====== Extracted material
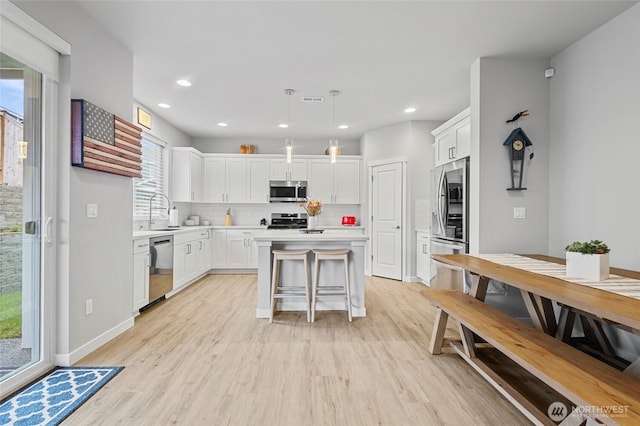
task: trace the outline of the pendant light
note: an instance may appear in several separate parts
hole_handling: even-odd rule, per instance
[[[338,90],[331,90],[329,95],[333,98],[333,112],[331,114],[331,134],[332,137],[329,139],[329,157],[331,158],[331,162],[335,163],[338,159],[338,138],[336,137],[336,96],[340,94]]]
[[[296,91],[293,89],[285,89],[284,94],[289,97],[289,114],[287,115],[287,128],[289,129],[291,126],[291,96]],[[284,151],[287,159],[287,163],[291,164],[291,160],[293,157],[293,140],[291,139],[291,130],[288,131],[289,136],[284,140]]]

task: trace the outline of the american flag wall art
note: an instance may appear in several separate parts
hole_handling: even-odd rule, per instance
[[[83,99],[71,100],[71,165],[139,178],[142,129]]]

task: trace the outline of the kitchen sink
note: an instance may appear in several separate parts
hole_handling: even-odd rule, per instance
[[[158,229],[149,229],[149,231],[154,232],[154,231],[179,231],[180,228],[179,226],[174,226],[172,228],[158,228]]]

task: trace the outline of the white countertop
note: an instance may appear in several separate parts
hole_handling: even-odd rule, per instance
[[[201,231],[203,229],[211,229],[213,226],[181,226],[180,228],[172,229],[172,230],[158,230],[158,231],[134,231],[133,239],[140,240],[143,238],[150,237],[159,237],[161,235],[174,235],[174,234],[182,234],[185,232],[194,232]]]
[[[323,233],[305,234],[298,230],[268,230],[257,233],[255,241],[366,241],[368,236],[350,229],[327,229]]]

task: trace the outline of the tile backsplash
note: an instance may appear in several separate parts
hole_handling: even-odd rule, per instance
[[[271,213],[304,213],[304,209],[296,203],[274,204],[212,204],[212,203],[174,203],[179,212],[180,225],[192,215],[200,216],[200,224],[205,220],[212,225],[223,226],[227,209],[231,209],[233,225],[259,226],[260,220],[271,220]],[[355,216],[361,225],[359,205],[325,205],[318,217],[319,226],[339,226],[342,216]],[[162,228],[169,224],[169,219],[155,219],[154,228]],[[134,220],[133,230],[148,229],[147,220]]]

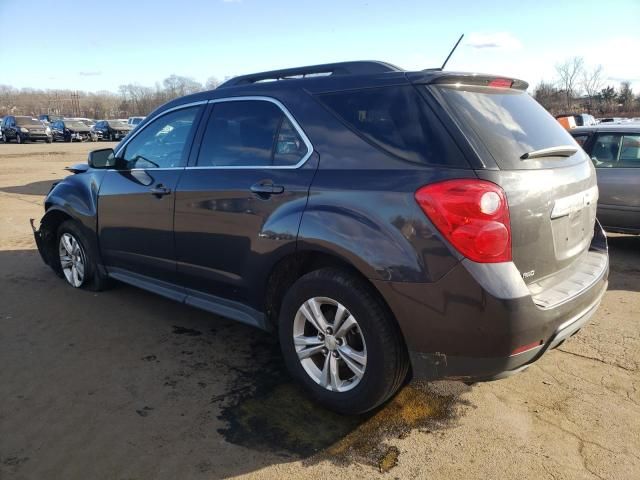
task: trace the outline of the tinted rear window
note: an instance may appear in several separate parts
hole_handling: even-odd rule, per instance
[[[440,93],[463,130],[474,132],[502,169],[535,168],[524,153],[574,140],[538,102],[522,90],[440,85]],[[554,160],[561,166],[566,159]]]
[[[469,166],[412,86],[328,93],[318,98],[369,142],[397,157],[428,165]]]

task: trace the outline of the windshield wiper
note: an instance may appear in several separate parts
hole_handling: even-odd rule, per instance
[[[521,160],[527,160],[529,158],[542,158],[542,157],[570,157],[578,151],[578,147],[573,145],[558,145],[557,147],[541,148],[540,150],[534,150],[522,154]]]

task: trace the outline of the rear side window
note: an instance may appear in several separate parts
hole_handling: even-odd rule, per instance
[[[428,165],[469,166],[412,86],[328,93],[318,98],[369,142],[397,157]]]
[[[308,153],[298,131],[274,103],[216,103],[198,155],[198,166],[295,166]]]
[[[573,145],[571,135],[522,90],[477,86],[431,87],[467,134],[475,134],[501,169],[539,168],[522,161],[524,153]],[[553,160],[553,166],[568,161]]]

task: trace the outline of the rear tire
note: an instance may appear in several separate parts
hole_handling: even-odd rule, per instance
[[[16,135],[16,143],[24,143],[24,140],[22,140],[22,135],[20,135],[19,133]]]
[[[77,248],[74,248],[76,243]],[[69,285],[74,288],[84,288],[96,292],[108,287],[109,278],[100,273],[98,256],[75,220],[66,220],[58,227],[56,252],[58,253],[59,262],[56,270]],[[74,263],[73,266],[70,265],[71,262]],[[78,281],[78,275],[73,272],[72,268],[76,267],[75,270],[77,271],[78,262],[82,265],[81,281]],[[69,275],[68,271],[70,268],[72,270],[71,275]],[[65,272],[65,269],[67,272]]]
[[[318,305],[321,322],[326,320],[324,332],[308,316]],[[346,309],[342,315],[341,308]],[[334,331],[337,324],[348,328]],[[407,378],[406,347],[387,306],[364,280],[338,268],[308,273],[289,289],[279,337],[291,375],[315,401],[342,414],[374,409]]]

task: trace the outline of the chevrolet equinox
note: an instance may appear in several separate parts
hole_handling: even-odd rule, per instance
[[[412,377],[511,375],[588,322],[609,271],[594,167],[526,88],[369,61],[236,77],[71,167],[38,249],[73,287],[273,332],[342,413]]]

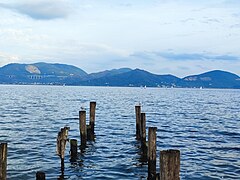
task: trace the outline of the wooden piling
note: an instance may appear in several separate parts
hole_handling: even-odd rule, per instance
[[[86,126],[86,111],[79,111],[79,129],[81,136],[81,148],[85,148],[87,145],[87,126]]]
[[[66,149],[66,144],[68,141],[68,130],[69,127],[64,127],[61,128],[61,131],[58,132],[57,136],[57,155],[59,155],[61,159],[61,171],[62,174],[64,173],[64,156],[65,156],[65,149]]]
[[[90,102],[90,122],[91,133],[94,135],[96,102]]]
[[[7,179],[7,143],[0,144],[0,179]]]
[[[64,127],[64,128],[61,128],[60,132],[58,132],[56,151],[57,151],[57,155],[59,155],[61,158],[64,158],[64,155],[65,155],[69,129],[70,129],[69,127]]]
[[[160,151],[160,179],[180,180],[180,151]]]
[[[70,156],[72,160],[77,158],[77,140],[76,139],[70,140]]]
[[[146,145],[146,114],[141,113],[141,143]]]
[[[156,179],[156,139],[157,128],[148,128],[148,179]]]
[[[45,173],[42,171],[38,171],[36,173],[36,180],[46,180]]]
[[[141,106],[135,106],[135,114],[136,114],[136,139],[140,140],[140,120],[141,120]]]

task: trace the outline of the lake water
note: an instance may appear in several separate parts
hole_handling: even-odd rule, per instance
[[[65,179],[146,179],[135,140],[135,105],[157,130],[159,151],[181,151],[181,179],[240,179],[240,90],[0,86],[0,141],[8,142],[8,179],[61,175],[55,154],[61,127],[80,139],[78,112],[96,101],[96,140]]]

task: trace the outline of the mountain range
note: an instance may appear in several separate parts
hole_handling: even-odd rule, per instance
[[[236,74],[213,70],[179,78],[157,75],[141,69],[120,68],[88,74],[67,64],[18,64],[0,67],[0,84],[50,84],[75,86],[133,86],[181,88],[240,88]]]

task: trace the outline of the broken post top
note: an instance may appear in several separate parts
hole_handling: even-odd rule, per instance
[[[92,104],[92,105],[95,105],[96,106],[96,101],[90,101],[90,104]]]
[[[151,129],[151,131],[157,131],[157,127],[149,127],[148,129]]]
[[[168,149],[168,150],[162,150],[161,151],[161,154],[176,154],[176,155],[178,155],[178,154],[180,154],[180,150],[177,150],[177,149]]]

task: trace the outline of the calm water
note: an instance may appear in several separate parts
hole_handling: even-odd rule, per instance
[[[92,100],[96,141],[76,163],[67,146],[65,179],[146,179],[135,140],[139,101],[147,127],[158,128],[158,158],[160,150],[181,150],[181,179],[240,179],[240,90],[0,86],[0,99],[8,179],[34,179],[39,170],[57,179],[57,133],[68,125],[69,138],[79,140],[78,111],[88,113]]]

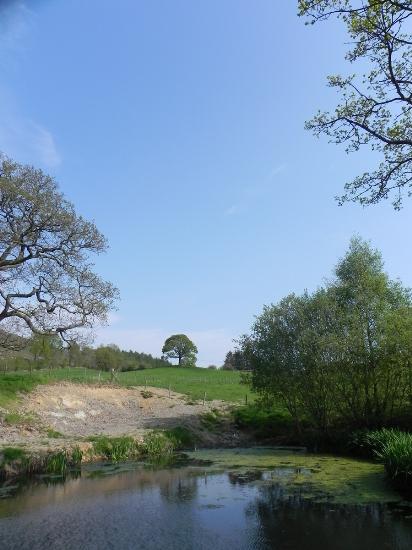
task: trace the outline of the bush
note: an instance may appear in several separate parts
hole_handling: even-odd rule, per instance
[[[286,411],[256,405],[239,407],[233,412],[239,428],[251,430],[256,437],[270,438],[292,431],[292,419]]]
[[[196,443],[196,436],[185,426],[166,430],[165,435],[173,442],[175,449],[187,449]]]

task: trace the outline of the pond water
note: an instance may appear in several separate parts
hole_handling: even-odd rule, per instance
[[[412,505],[369,462],[299,450],[90,465],[0,490],[0,548],[410,550]]]

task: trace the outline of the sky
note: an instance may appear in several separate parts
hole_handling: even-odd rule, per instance
[[[264,304],[331,277],[350,238],[412,286],[411,204],[334,200],[373,169],[304,122],[336,104],[344,29],[294,1],[0,0],[0,150],[56,178],[120,290],[96,344],[221,365]]]

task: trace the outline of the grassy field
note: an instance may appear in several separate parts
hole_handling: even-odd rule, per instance
[[[241,384],[239,372],[216,371],[200,368],[165,367],[140,371],[122,372],[118,375],[122,386],[154,386],[169,388],[186,394],[190,399],[220,399],[233,403],[253,401],[250,389]],[[18,392],[30,391],[37,384],[53,381],[72,381],[77,383],[108,383],[110,374],[93,369],[64,368],[55,370],[0,374],[0,406],[5,406],[16,398]]]

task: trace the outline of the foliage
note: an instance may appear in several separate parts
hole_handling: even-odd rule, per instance
[[[136,458],[139,455],[139,445],[133,437],[99,436],[93,441],[93,451],[111,462],[120,462]]]
[[[346,184],[340,200],[372,204],[393,192],[399,208],[412,186],[411,2],[299,0],[299,13],[311,23],[333,16],[343,21],[351,44],[346,59],[360,69],[358,74],[329,77],[341,102],[330,113],[319,112],[307,128],[344,143],[347,151],[370,146],[382,157],[375,171]]]
[[[247,370],[248,364],[245,355],[240,350],[228,351],[225,357],[225,362],[222,366],[223,370]]]
[[[167,433],[152,431],[144,436],[141,451],[152,460],[168,459],[173,455],[176,440]]]
[[[149,390],[142,390],[140,392],[140,395],[143,397],[143,399],[150,399],[151,397],[153,397],[153,392]]]
[[[210,432],[215,432],[219,429],[223,420],[223,416],[219,409],[212,409],[203,413],[200,417],[200,422]]]
[[[404,489],[412,489],[412,434],[393,431],[375,451],[388,477]]]
[[[290,414],[278,407],[262,406],[261,403],[237,407],[233,417],[239,428],[252,431],[258,439],[293,433]]]
[[[173,443],[175,449],[188,449],[195,445],[196,436],[185,426],[176,426],[165,430],[165,435]]]
[[[409,404],[412,305],[381,256],[356,238],[336,278],[264,308],[242,340],[251,384],[296,425],[379,427]]]
[[[120,350],[115,346],[100,346],[95,351],[96,367],[101,370],[117,370],[119,367]]]
[[[117,290],[91,269],[107,248],[92,222],[77,215],[55,181],[0,158],[0,322],[16,334],[76,340],[104,322]]]
[[[19,447],[4,447],[1,449],[1,454],[6,464],[14,460],[22,460],[26,456],[25,451]]]
[[[399,429],[356,432],[356,450],[383,463],[388,477],[403,489],[412,489],[412,434]]]
[[[177,359],[179,367],[195,366],[197,347],[186,334],[173,334],[166,339],[162,353],[169,359]]]

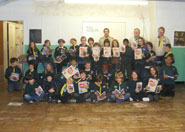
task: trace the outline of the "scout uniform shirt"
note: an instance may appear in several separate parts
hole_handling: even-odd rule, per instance
[[[19,75],[19,80],[18,81],[12,81],[12,80],[10,80],[9,77],[12,74],[18,74]],[[17,67],[17,66],[16,67],[9,66],[6,69],[5,78],[8,80],[8,83],[20,82],[20,80],[22,78],[21,69],[19,67]]]
[[[114,38],[111,37],[111,36],[108,36],[108,37],[103,36],[103,37],[101,37],[100,40],[99,40],[99,43],[100,43],[101,48],[104,47],[104,41],[105,41],[106,39],[108,39],[108,40],[110,41],[110,47],[112,47],[112,41],[114,40]]]
[[[125,93],[127,92],[126,85],[123,82],[119,84],[116,81],[113,81],[110,86],[110,91],[113,92],[115,89],[119,90],[119,92],[121,92],[121,90],[124,90]]]
[[[105,83],[102,82],[101,85],[99,85],[97,82],[94,82],[94,83],[91,83],[90,85],[90,91],[91,92],[99,92],[100,95],[103,93],[103,92],[108,92],[108,89],[107,89],[107,86]]]
[[[164,55],[164,48],[165,45],[170,43],[169,39],[166,36],[157,37],[153,40],[153,47],[154,51],[156,52],[157,56],[163,56]]]

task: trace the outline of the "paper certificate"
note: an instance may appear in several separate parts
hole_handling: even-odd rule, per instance
[[[139,89],[139,91],[141,91],[142,90],[142,85],[143,85],[142,82],[137,82],[136,83],[136,88]]]
[[[86,57],[86,55],[87,55],[87,47],[80,47],[79,48],[79,56]]]
[[[118,98],[118,99],[124,99],[124,96],[122,94],[123,91],[124,91],[123,89],[121,91],[115,89],[116,98]]]
[[[10,79],[11,81],[17,81],[16,79],[19,79],[19,74],[18,73],[11,73],[11,76],[13,77],[12,79]]]
[[[68,67],[62,71],[62,74],[66,79],[72,77],[75,74],[75,68],[73,66]]]
[[[40,95],[43,93],[43,89],[41,88],[41,86],[39,86],[38,89],[39,89],[39,90],[36,92],[36,94],[37,94],[38,96],[40,96]]]
[[[92,48],[92,52],[93,52],[93,58],[94,61],[99,61],[100,58],[100,47],[93,47]]]
[[[142,50],[141,50],[141,48],[134,49],[134,56],[135,56],[135,60],[142,59]]]
[[[87,81],[78,83],[79,94],[86,93],[88,91],[87,88],[85,88],[85,86],[88,86]]]
[[[106,95],[104,95],[105,92],[103,92],[102,94],[100,94],[99,91],[97,91],[97,100],[101,101],[104,100],[106,98]]]
[[[125,47],[125,45],[122,45],[122,46],[120,47],[120,52],[126,52],[126,47]]]
[[[156,79],[150,78],[149,81],[148,81],[149,89],[147,89],[147,90],[150,91],[150,92],[155,92],[156,88],[157,88],[157,84],[158,84],[158,81]]]
[[[74,85],[73,84],[67,84],[67,92],[70,94],[70,93],[73,93],[75,90],[74,90]]]
[[[112,48],[113,50],[113,57],[120,57],[120,49],[118,47]]]
[[[111,48],[110,47],[104,47],[103,51],[104,51],[103,54],[104,54],[105,57],[110,57],[111,56]]]

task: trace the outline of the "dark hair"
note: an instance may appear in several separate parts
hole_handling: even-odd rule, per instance
[[[74,40],[75,42],[77,41],[75,38],[72,38],[70,41]]]
[[[150,69],[152,69],[152,68],[156,71],[155,74],[158,76],[158,70],[157,70],[157,68],[155,66],[151,66]],[[150,75],[151,75],[151,73],[150,73]]]
[[[29,62],[29,63],[28,63],[28,66],[29,66],[29,65],[34,66],[34,63],[33,63],[33,62]]]
[[[171,44],[166,44],[165,46],[171,49]]]
[[[91,64],[91,61],[86,61],[85,64]]]
[[[131,73],[130,80],[133,80],[132,74],[133,74],[134,72],[135,72],[135,73],[137,74],[137,76],[139,77],[138,73],[137,73],[135,70],[133,70],[132,73]]]
[[[29,43],[28,50],[29,50],[29,51],[32,51],[32,49],[31,49],[31,44],[32,44],[32,43],[34,43],[34,50],[37,50],[37,46],[36,46],[35,42],[33,42],[33,41],[31,41],[31,42]]]
[[[158,31],[159,31],[159,29],[162,29],[165,32],[165,28],[164,27],[159,27]]]
[[[13,58],[10,59],[10,63],[11,63],[11,64],[13,64],[13,63],[16,62],[16,61],[18,61],[18,59],[15,58],[15,57],[13,57]]]
[[[45,46],[45,44],[48,43],[48,42],[49,42],[49,45],[51,45],[51,42],[47,39],[47,40],[44,41],[44,46]]]
[[[89,41],[93,41],[93,43],[94,43],[94,39],[92,37],[88,38],[88,43],[89,43]]]
[[[64,39],[59,39],[58,43],[60,43],[60,42],[65,43],[65,40]]]
[[[96,81],[96,82],[103,81],[103,76],[102,76],[102,74],[98,74],[98,75],[96,75],[96,77],[95,77],[95,81]]]
[[[82,39],[86,39],[87,40],[87,38],[85,36],[82,36],[80,40],[82,41]]]
[[[76,58],[75,57],[72,57],[71,59],[70,59],[70,62],[71,61],[76,61]]]
[[[127,42],[127,43],[129,43],[129,40],[126,38],[126,39],[123,39],[123,43],[124,42]]]
[[[142,37],[139,37],[138,40],[141,39],[143,41],[143,45],[145,45],[145,40]]]
[[[33,75],[29,75],[26,77],[26,80],[32,80],[32,79],[34,79]]]
[[[118,42],[118,40],[117,40],[117,39],[114,39],[114,40],[112,41],[112,47],[114,47],[113,42],[116,42],[116,43],[118,44],[118,46],[117,46],[117,47],[119,47],[119,42]]]
[[[147,45],[149,45],[153,49],[153,44],[151,42],[147,42]]]
[[[105,46],[105,43],[109,43],[109,46],[110,46],[110,41],[108,39],[104,40],[104,42],[103,42],[104,46]]]
[[[100,47],[100,44],[97,42],[93,44],[93,47],[95,47],[96,45]]]
[[[105,30],[107,30],[108,32],[110,32],[110,30],[108,28],[104,28],[103,29],[103,32],[105,32]]]
[[[81,70],[81,71],[80,71],[80,74],[82,74],[82,73],[85,73],[85,74],[86,74],[86,72],[85,72],[84,70]]]

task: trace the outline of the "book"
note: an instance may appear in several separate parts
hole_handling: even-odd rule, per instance
[[[158,84],[158,80],[150,78],[148,81],[149,89],[147,89],[147,90],[150,92],[155,92],[156,88],[157,88],[157,84]]]
[[[142,59],[142,50],[141,48],[134,49],[135,60]]]
[[[73,84],[67,84],[67,92],[68,93],[74,93],[74,85]]]
[[[18,73],[11,73],[11,76],[13,77],[12,79],[10,79],[11,81],[17,81],[16,78],[19,79],[19,74]]]
[[[36,57],[33,56],[33,55],[29,56],[29,57],[28,57],[28,61],[31,61],[31,60],[36,60]]]
[[[120,46],[120,52],[126,52],[126,47],[125,45]]]
[[[92,52],[93,52],[93,59],[94,61],[99,61],[100,58],[100,47],[93,47],[92,48]]]
[[[72,77],[72,76],[75,74],[75,67],[70,66],[70,67],[68,67],[67,69],[64,69],[64,70],[62,71],[62,74],[64,75],[64,77],[65,77],[66,79]]]
[[[9,102],[8,106],[22,106],[23,103],[22,102]]]
[[[61,63],[62,61],[64,61],[65,59],[67,59],[67,56],[65,54],[61,55],[61,56],[57,56],[55,63]]]
[[[122,94],[123,91],[124,91],[123,89],[121,91],[119,91],[118,89],[115,89],[116,98],[124,99],[124,95]]]
[[[42,55],[47,55],[47,54],[51,55],[52,52],[53,52],[53,49],[50,49],[50,48],[47,48],[47,47],[43,47],[41,54]]]
[[[69,54],[70,54],[71,56],[75,57],[75,56],[76,56],[76,50],[70,49],[70,50],[69,50]]]
[[[104,47],[103,54],[105,57],[110,57],[111,56],[111,47]]]
[[[80,47],[79,48],[79,56],[86,57],[86,55],[87,55],[87,47]]]
[[[157,85],[157,89],[155,91],[156,94],[160,93],[160,91],[158,90],[159,88],[162,88],[162,85]]]
[[[120,57],[120,49],[118,47],[112,48],[113,57]]]
[[[78,91],[79,91],[79,94],[83,94],[83,93],[88,92],[88,89],[85,88],[85,86],[88,86],[87,81],[82,81],[82,82],[79,82],[78,83]]]
[[[43,89],[42,89],[41,86],[39,86],[38,89],[39,89],[39,90],[36,92],[36,94],[37,94],[38,96],[40,96],[44,91],[43,91]]]
[[[137,82],[137,83],[136,83],[136,88],[138,88],[139,91],[142,91],[142,85],[143,85],[142,82]]]
[[[99,91],[97,91],[97,100],[101,101],[104,100],[106,98],[106,95],[104,95],[105,92],[101,93]]]

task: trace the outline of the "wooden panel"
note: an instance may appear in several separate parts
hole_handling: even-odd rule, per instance
[[[8,23],[9,59],[16,56],[15,24]]]
[[[23,25],[15,25],[15,44],[16,44],[16,56],[19,57],[23,54]]]
[[[0,65],[3,65],[3,21],[0,21]]]

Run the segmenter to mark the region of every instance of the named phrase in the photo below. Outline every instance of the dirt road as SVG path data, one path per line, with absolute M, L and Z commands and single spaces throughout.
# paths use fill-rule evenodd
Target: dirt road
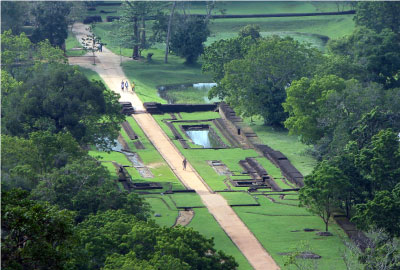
============
[Exercise] When a line above includes the word "water", please list that line.

[Exercise response]
task: trace the outline of the lake water
task: trace the outline of the calm water
task: trace the outline of the pond water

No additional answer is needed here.